▸ WHAT THE TASK ASKS: Copy out exactly the lines spanning the line with "Task: kindly identify the stucco" to the line with "Task: kindly identify the front", inclusive, from the data underneath, with no pictures.

[[ DATA FOR THIS EXERCISE open ]]

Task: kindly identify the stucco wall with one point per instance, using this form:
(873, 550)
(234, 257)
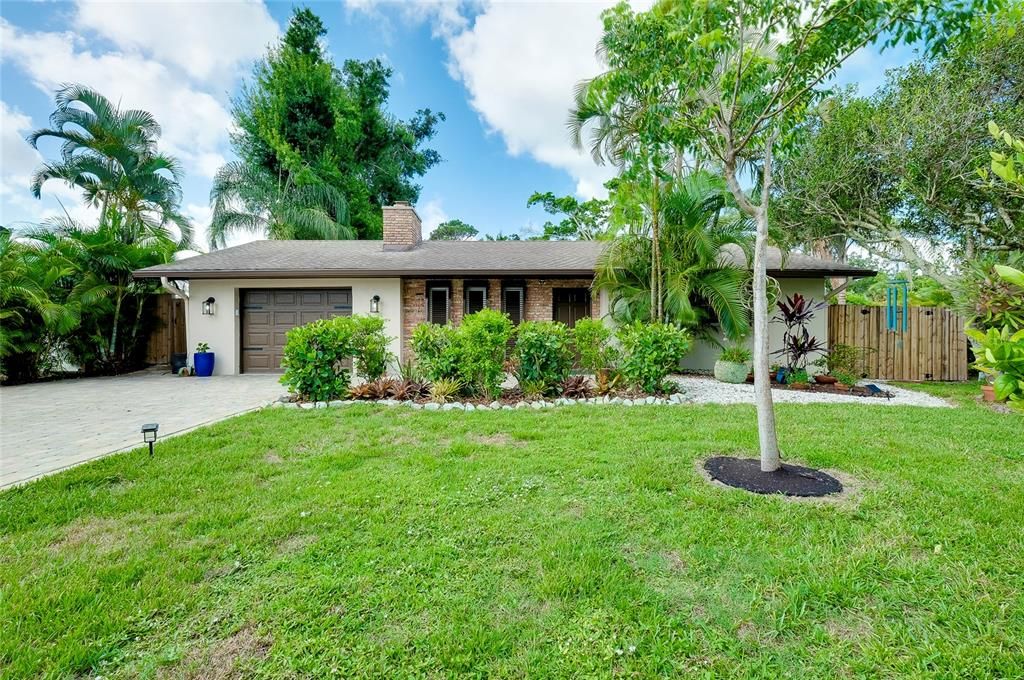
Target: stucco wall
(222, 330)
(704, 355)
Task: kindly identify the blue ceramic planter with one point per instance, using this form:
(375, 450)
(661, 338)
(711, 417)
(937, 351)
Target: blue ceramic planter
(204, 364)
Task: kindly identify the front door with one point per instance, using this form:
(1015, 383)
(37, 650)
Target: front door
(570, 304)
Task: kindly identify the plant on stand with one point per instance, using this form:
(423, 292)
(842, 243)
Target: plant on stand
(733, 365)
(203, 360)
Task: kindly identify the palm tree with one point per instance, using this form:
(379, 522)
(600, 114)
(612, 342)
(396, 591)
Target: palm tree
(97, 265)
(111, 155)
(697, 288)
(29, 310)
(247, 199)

[[ DATA FOR THIS EXERCISE closed ]]
[[ DATA FOR THIS EXERCISE open ]]

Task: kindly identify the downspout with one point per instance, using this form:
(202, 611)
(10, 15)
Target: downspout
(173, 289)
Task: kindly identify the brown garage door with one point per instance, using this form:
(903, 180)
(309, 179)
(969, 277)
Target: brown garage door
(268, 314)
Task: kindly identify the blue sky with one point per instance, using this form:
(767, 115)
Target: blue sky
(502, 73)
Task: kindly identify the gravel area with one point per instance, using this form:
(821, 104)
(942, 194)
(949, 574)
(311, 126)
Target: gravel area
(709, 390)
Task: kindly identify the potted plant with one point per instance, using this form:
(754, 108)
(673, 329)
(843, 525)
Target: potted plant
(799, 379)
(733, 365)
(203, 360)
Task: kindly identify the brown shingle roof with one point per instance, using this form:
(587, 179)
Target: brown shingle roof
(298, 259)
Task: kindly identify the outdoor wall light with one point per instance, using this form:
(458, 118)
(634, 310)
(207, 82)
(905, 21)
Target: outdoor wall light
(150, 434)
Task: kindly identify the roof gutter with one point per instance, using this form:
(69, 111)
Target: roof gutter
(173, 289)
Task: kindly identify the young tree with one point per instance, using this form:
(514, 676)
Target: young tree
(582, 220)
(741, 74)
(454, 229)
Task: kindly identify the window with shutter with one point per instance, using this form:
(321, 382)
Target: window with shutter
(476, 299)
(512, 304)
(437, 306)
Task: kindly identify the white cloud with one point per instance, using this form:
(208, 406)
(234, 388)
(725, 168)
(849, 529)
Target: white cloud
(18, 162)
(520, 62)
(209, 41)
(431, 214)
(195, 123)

[[ DATA FOR THIS EXERCISE closed ]]
[[ DATA FOR THIS EXERCISE open ]]

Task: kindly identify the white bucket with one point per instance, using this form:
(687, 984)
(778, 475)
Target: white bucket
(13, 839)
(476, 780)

[[ DATA FOR THIS EXERCISE closed ]]

▸ SOLVED EXERCISE:
Task: kindly identify the stucco wall with one point per instance, using this form:
(873, 550)
(234, 257)
Target: stucco wall
(222, 330)
(704, 355)
Task: kindly identify the blue ceramic planter with one point per instance, using this form:
(375, 450)
(661, 338)
(711, 417)
(937, 351)
Target: blue ceramic planter
(204, 364)
Task: kindly identify the front door with one point per instance, using this form:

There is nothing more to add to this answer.